■ DATA LINES ■

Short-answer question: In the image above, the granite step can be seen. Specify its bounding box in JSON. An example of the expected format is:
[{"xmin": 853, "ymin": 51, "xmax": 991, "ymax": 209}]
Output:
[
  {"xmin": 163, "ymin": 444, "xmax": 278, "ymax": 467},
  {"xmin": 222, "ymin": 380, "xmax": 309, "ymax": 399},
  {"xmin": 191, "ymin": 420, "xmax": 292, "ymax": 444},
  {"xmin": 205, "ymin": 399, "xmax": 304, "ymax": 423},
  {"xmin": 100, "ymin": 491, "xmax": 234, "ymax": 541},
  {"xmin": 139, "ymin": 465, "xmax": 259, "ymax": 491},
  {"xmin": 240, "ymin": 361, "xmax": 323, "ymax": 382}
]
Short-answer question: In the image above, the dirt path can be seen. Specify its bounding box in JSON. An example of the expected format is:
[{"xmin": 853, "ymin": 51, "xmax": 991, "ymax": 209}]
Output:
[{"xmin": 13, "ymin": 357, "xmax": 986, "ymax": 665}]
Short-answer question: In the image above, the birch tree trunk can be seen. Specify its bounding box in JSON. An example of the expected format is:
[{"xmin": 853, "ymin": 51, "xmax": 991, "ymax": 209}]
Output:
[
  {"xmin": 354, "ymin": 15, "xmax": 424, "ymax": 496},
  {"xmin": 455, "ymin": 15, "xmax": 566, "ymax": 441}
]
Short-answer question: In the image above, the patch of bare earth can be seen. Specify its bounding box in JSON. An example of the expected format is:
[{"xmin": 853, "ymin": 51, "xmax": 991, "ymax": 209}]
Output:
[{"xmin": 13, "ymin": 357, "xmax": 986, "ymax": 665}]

■ TASK STATEMENT ■
Add 25 to every bounding-box coordinate in the answers of the listing, from the line containing "Short-answer question: In the image above, the dirt" through the end of the listing. Write out that whole stretch again, requests included, and leave the numbers in the requests and their format samples as they are.

■ EXPECTED ANSWER ■
Short-answer question: In the image above, the dirt path can be seen. Specify its bounding box in JSON. An example of the expected format is:
[{"xmin": 853, "ymin": 51, "xmax": 991, "ymax": 209}]
Output:
[{"xmin": 38, "ymin": 382, "xmax": 1011, "ymax": 690}]
Short-answer question: In the image above, the birch tree trunk can be seen. Specify its bounding box in JSON. An example of the expected format is:
[{"xmin": 853, "ymin": 51, "xmax": 991, "ymax": 209}]
Output:
[
  {"xmin": 379, "ymin": 40, "xmax": 449, "ymax": 521},
  {"xmin": 480, "ymin": 40, "xmax": 591, "ymax": 466}
]
Short-answer question: In the image above, the patch of bare earth can be seen. Specify its bounding box in JSON. An example of the expected format is:
[{"xmin": 853, "ymin": 51, "xmax": 991, "ymax": 209}]
Output:
[{"xmin": 38, "ymin": 382, "xmax": 1011, "ymax": 690}]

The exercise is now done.